[Document segment]
========================================================================
The NLRB's ruling dramatically stretches the meaning of this provision, in that the San Francisco janitors were actually engaged in workplace actions against an employer that had significant influence over their terms of employment. However, Board members were able to justify their ruling thanks to the complexities generated by the increasingly common corporate strategy of subcontracting.
In this case, the janitors were employed by Ortiz Janitorial Services, which was in turn subcontracted by Preferred Building Services, to work in the building of yet a third company. An administrative law judge had previously ruled that Preferred Building Services had meaninful control over the employment terms of the janitors hired by Ortiz Janitorial Services.
More specifically, the judge found "that Preferred Building Services was involved in the hiring, firing, disciplining, supervision, direction of work, and other terms and conditions of the janitors' employment with Ortiz Janitorial Services." That made Ortiz and Preferred joint employers of the janitors, and the worker's actions legal. Undeterred, the NLRB simply rejected the administrative law judge's ruling, declaring instead that the janitors worked only for Ortiz which made the worker's actions, which were also aimed at Preferred, illegal.
========================================================================
[Source information]
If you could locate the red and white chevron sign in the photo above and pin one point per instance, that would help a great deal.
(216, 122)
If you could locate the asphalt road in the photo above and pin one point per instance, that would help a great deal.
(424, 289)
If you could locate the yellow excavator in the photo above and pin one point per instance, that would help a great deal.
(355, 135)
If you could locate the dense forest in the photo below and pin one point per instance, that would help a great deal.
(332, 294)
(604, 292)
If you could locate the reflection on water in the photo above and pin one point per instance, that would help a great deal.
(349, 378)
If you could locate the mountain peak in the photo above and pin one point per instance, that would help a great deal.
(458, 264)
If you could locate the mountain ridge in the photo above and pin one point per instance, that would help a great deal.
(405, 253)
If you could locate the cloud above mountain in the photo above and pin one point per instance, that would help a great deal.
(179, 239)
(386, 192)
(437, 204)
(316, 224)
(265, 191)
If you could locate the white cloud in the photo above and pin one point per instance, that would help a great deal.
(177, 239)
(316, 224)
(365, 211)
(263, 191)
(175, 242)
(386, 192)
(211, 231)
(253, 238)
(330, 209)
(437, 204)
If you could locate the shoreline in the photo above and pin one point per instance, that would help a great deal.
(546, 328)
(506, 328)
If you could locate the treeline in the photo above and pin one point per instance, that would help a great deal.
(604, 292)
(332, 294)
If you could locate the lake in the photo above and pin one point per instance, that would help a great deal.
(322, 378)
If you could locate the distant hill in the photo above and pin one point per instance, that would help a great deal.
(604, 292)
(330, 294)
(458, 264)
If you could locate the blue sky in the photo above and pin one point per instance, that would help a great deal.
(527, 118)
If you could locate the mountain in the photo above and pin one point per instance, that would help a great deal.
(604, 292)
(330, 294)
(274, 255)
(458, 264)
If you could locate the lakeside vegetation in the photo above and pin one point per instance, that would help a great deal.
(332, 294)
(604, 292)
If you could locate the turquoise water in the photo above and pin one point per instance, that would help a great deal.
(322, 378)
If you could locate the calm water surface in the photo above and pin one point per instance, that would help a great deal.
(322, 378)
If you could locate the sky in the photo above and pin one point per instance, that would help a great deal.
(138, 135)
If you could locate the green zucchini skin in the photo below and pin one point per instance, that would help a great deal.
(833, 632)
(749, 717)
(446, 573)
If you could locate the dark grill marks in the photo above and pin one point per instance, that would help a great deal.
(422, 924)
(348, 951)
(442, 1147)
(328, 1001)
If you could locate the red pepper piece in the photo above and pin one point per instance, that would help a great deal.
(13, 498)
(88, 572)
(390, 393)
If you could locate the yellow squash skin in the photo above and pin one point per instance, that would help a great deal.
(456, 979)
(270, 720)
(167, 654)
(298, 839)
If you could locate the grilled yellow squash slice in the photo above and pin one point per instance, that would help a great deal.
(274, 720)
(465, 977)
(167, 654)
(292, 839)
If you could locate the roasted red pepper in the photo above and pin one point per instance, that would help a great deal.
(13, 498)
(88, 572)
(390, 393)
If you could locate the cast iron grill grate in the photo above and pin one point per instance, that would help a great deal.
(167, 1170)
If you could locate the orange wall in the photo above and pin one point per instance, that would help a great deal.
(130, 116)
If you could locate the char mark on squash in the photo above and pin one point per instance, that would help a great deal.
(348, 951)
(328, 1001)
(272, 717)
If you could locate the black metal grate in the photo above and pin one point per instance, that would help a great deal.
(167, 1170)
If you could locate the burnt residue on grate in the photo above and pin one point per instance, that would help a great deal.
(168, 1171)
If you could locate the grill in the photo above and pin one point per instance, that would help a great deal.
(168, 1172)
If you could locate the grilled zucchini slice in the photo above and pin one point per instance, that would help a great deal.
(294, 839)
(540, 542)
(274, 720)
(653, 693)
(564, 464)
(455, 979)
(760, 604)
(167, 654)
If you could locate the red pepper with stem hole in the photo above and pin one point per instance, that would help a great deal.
========================================================================
[Work instruction 1]
In the passage on the NLRB ruling about the San Francisco janitors, which company employed the janitors?
[Work instruction 2]
Continue the passage on the NLRB ruling about the San Francisco janitors from where it stops.

[Answer box 1]
Ortiz Janitorial Services employed the janitors.

[Answer box 2]
As Marvit summarizes:
The NLRB's recent case restricting the picketing rights of subcontractors, temps and other workers who do not have a single direct employment relationship is a further sign that the labor board will continue limiting its joint employer doctrine. This will make it more difficult or even impossible for many workers to have any meaningful voice in the workplace. But the case also highlights some of the core problems of labor law as it currently exists. By being included under the NLRA, workers lose basic rights that all other Americans enjoy.
Given how important the use of subcontracted labor has become, it should surprise no one that Trump's appointees to the National Labor Relations Board are actively working to tighten the standard under which workers can claim to face, and organize against, a joint employer.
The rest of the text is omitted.